▶ **Records from a dataset**:
--*--

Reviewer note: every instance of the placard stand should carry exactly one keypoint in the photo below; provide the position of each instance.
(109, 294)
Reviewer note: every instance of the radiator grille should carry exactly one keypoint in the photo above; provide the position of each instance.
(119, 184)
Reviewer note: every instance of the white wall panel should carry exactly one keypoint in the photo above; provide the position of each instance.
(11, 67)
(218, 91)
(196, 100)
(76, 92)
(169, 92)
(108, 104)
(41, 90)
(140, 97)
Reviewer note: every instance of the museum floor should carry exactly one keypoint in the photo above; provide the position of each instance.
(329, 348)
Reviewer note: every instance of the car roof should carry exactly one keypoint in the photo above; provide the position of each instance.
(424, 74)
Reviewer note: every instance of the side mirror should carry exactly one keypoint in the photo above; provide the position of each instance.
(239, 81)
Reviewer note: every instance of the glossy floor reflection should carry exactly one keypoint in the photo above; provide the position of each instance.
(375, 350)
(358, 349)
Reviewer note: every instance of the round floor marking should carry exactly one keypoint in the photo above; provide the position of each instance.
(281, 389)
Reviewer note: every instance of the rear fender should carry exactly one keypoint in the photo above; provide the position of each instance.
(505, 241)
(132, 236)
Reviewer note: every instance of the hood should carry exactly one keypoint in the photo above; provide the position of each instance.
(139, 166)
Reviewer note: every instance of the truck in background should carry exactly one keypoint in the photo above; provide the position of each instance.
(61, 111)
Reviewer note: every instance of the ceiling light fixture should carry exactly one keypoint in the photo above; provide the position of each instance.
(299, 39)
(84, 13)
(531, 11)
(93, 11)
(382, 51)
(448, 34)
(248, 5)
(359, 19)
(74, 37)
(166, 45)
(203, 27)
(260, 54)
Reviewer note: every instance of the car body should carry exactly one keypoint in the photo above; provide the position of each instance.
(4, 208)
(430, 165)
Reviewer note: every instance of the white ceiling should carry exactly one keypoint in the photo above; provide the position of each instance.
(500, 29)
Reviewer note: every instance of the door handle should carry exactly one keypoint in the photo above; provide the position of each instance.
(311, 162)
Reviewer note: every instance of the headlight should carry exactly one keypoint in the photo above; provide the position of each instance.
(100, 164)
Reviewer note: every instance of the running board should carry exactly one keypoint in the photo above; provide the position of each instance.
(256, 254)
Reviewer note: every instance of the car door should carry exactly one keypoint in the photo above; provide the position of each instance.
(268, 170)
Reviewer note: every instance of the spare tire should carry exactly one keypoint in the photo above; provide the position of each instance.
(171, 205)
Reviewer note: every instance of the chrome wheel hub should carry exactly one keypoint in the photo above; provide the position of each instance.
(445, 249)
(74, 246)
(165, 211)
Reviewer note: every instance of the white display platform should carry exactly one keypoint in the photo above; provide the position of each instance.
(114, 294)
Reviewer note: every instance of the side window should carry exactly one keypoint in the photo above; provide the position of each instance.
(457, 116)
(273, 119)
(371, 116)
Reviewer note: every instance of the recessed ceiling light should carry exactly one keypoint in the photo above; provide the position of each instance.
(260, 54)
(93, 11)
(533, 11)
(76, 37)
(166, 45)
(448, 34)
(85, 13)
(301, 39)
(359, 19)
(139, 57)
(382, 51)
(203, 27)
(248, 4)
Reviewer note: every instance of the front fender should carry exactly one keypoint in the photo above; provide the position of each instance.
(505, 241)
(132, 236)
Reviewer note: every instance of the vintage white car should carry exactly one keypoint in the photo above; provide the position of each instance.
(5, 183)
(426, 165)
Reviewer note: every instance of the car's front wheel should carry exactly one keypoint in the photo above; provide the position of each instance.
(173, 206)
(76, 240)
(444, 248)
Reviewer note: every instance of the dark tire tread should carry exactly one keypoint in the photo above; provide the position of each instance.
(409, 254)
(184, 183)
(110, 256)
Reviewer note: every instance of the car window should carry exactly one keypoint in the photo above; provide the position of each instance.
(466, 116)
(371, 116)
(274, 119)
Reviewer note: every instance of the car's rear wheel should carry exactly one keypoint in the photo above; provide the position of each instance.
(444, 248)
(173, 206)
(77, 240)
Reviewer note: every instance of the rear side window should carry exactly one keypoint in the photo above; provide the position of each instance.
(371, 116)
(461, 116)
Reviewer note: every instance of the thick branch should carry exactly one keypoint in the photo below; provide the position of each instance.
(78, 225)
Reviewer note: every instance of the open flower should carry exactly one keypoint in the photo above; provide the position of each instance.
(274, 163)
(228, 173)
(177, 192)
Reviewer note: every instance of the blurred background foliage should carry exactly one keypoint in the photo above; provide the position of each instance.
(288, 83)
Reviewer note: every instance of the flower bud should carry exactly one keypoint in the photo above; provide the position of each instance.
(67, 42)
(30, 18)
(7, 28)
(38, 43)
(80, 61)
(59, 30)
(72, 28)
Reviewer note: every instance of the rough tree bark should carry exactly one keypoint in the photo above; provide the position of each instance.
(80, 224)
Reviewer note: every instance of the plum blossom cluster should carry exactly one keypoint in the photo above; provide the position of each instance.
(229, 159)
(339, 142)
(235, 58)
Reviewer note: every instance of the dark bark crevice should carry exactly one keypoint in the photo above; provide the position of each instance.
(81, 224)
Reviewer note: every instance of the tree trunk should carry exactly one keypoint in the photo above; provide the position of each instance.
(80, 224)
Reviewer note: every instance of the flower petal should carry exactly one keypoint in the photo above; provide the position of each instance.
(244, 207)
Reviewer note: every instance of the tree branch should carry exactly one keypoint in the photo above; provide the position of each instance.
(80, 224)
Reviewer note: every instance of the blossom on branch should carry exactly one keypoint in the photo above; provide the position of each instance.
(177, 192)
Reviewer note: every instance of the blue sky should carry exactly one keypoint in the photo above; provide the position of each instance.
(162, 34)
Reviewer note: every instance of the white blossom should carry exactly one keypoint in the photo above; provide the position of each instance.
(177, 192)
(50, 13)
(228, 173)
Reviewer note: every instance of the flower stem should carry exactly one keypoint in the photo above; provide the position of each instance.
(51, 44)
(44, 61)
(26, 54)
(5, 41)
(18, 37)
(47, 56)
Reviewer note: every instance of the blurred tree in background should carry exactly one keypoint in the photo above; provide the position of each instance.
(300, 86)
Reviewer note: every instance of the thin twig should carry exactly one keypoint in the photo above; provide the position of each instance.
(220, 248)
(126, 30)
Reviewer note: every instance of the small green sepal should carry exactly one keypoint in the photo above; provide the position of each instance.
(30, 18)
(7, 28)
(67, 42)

--*--

▶ **What is required**: Please output the entire listing exactly as it stands.

▶ **Written answer**:
Reviewer note: every instance of the placard stand should carry exactly one keypoint in the photo below; provide the position of each instance.
(109, 294)
Reviewer note: every instance of the radiator grille should carry exactly one keypoint in the photo above; provide the position of each instance.
(119, 184)
Reviewer note: every instance of the white wall panel should carry exactly one keypoint in the photo above; provide the position of each instance.
(11, 67)
(218, 91)
(196, 100)
(76, 92)
(169, 92)
(108, 104)
(41, 90)
(140, 97)
Reviewer note: every instance of the museum floor should carry exactly one keypoint in the photo above; provide the position of each instance.
(329, 348)
Reviewer note: every instance of the car roof should carry exactly one keypoint in the photo above; provide the position of each instance.
(424, 74)
Reviewer note: every instance of the side mirror should carry exactly one keypoint in the photo above; provide the position of each instance.
(239, 81)
Reviewer note: every instance of the glossy floor reflection should carry exactly one keypoint in the photo above; provide the position of each instance.
(375, 350)
(358, 349)
Reviewer note: every instance of the round floor marking should carry exactly one keypoint in the photo above; provide the position of each instance.
(281, 389)
Reviewer note: every instance of the rear fender should carry exactly one keypoint in the photo above; provide the position of each instance.
(505, 241)
(132, 236)
Reviewer note: every instance of the hood should carry exactly one keypoint in the photo above; provide the position of each instance.
(139, 166)
Reviewer note: every instance of the truck in background should carry exactly one keypoint in the photo above; provide the position of each instance.
(61, 111)
Reviewer note: every instance of the ceiling light fixture should carry exactly one keypoint in the photo above; provide the position of each instance.
(299, 39)
(84, 13)
(531, 11)
(93, 11)
(382, 51)
(448, 34)
(248, 5)
(359, 19)
(74, 37)
(166, 45)
(203, 27)
(260, 54)
Reviewer note: every instance of the car body should carry exactly one keypoint in the photo above; provide the position of each instance.
(4, 208)
(430, 165)
Reviewer note: every instance of the white ceiling should carry exactly one keypoint in the photo above; provide the position of each instance.
(500, 29)
Reviewer note: every instance of the door handle should carry exactly one keypoint in the photo above; provide the position of each instance.
(311, 162)
Reviewer note: every instance of the headlight should carry exactly one keypoint in the photo above; provide the position of each instance.
(100, 164)
Reviewer note: every instance of the running board should carry exactly one keypoint in the photo above; provide the position of each instance.
(256, 254)
Reviewer note: every instance of the car door should carry exactly one keypoint in the photo above; provide the position of each instance.
(268, 170)
Reviewer note: every instance of the spare tire should carry exactly one keypoint in the photo above; provide the position of each instance.
(171, 205)
Reviewer note: every instance of the chrome wheel hub should carry exactly one keypoint in the photo above; provide the position of each instance.
(445, 249)
(74, 246)
(165, 211)
Reviewer note: every instance of the white display platform should carry exactly one keypoint in the photo above; provide the position of each instance.
(114, 294)
Reviewer note: every instance of the side window should carry exactly one keypoint in the photo above; provide the position of each instance.
(457, 116)
(273, 119)
(371, 116)
Reviewer note: every instance of the recessed ceiling light should carry exactly one keypoint in the photo above; provide the position of each instance.
(260, 54)
(93, 11)
(533, 11)
(76, 37)
(166, 45)
(448, 34)
(85, 13)
(301, 39)
(359, 19)
(139, 57)
(382, 51)
(203, 27)
(248, 4)
Reviewer note: every instance of the front fender should carry exactly one keypoint in the photo above; provide the position of each instance.
(505, 241)
(132, 236)
Reviewer note: every instance of the vintage white car should carry exactly one keypoint in the photo above; provide the position of each instance.
(5, 183)
(426, 165)
Reviewer note: every instance of the car's front wheel should carry exactly one keypoint in the photo above; provide the position of each instance.
(173, 206)
(76, 240)
(444, 248)
Reviewer note: every instance of the dark tire tread should carry exactly one keypoint in the photo above; provide the position of each instance.
(409, 254)
(184, 183)
(110, 256)
Reviewer note: every instance of the car window should carry exactly one keypoint in the photo above; provide the position of each instance.
(466, 116)
(371, 116)
(274, 119)
Reviewer note: every instance of the car's rear wheel should carry exactly one keypoint in the photo above; provide the position of each instance.
(444, 248)
(173, 206)
(77, 240)
Reviewer note: every instance of the rear side window should carry exactly one keypoint in the photo above; provide the position of each instance.
(371, 116)
(461, 116)
Reviewer note: every instance of the thick branch should carry exactly one keypoint in the photo below; provide the position of each instance.
(78, 225)
Reviewer note: every instance of the open flower should carry exactly one keypoint in the photo above; provide the position of each instance.
(274, 163)
(228, 173)
(177, 192)
Reviewer note: every instance of the blurred background foliage should carry exactly one keypoint in the photo above; provide the position of each instance.
(288, 83)
Reviewer note: every instance of the flower bud should carry exactly one keypoint in the photo above; provide the position of each instance.
(67, 42)
(30, 18)
(7, 28)
(38, 43)
(80, 61)
(59, 30)
(72, 28)
Reviewer note: every instance of the rough tree bark should carry exactly one keypoint in the photo above; provide the position of each instance.
(80, 224)
Reviewer note: every instance of the plum blossom cluster should carry exactly one keypoint in the photo above; provide the position of each instance.
(229, 159)
(339, 142)
(235, 58)
Reviewer note: every instance of the dark bark crevice should carry exactly one keypoint in the photo above; provide the position of each instance.
(81, 224)
Reviewer note: every instance of the tree trunk should carry exactly one keypoint in the photo above; provide the position of each instance.
(80, 224)
Reviewer note: every instance of the flower petal should carry exactly one keypoint in the photo above; provide the position of each instance.
(244, 207)
Reviewer note: every instance of the tree branch should carry exactly one keypoint in the photo above; provide the position of each instance.
(80, 224)
Reviewer note: every instance of the blossom on branch should carry exactly one keypoint in the photo above; provide the position of each instance.
(177, 192)
Reviewer note: every instance of the blue sky should carry exactly one keypoint in the photo above; provide the position of each instance.
(162, 34)
Reviewer note: every instance of the white blossom should carry exactly one keypoint in the photo above; provide the position of each instance.
(177, 192)
(50, 13)
(228, 173)
Reviewer note: every instance of the flower stem should carry exactly one keypoint in the photo above; provide the position of each instance.
(51, 44)
(44, 61)
(26, 54)
(5, 41)
(18, 37)
(47, 56)
Reviewer note: every instance of the blurred tree in background should carry exactly one keypoint in the photo above; provide the position of each instance.
(300, 86)
Reviewer note: every instance of the thin twig should carry exactly one keypoint in the photo above; provide the position of each instance.
(220, 248)
(126, 30)
Reviewer note: every instance of the small green sepal should carry exactly one keypoint in the photo above; provide the position of each instance.
(30, 18)
(7, 28)
(67, 42)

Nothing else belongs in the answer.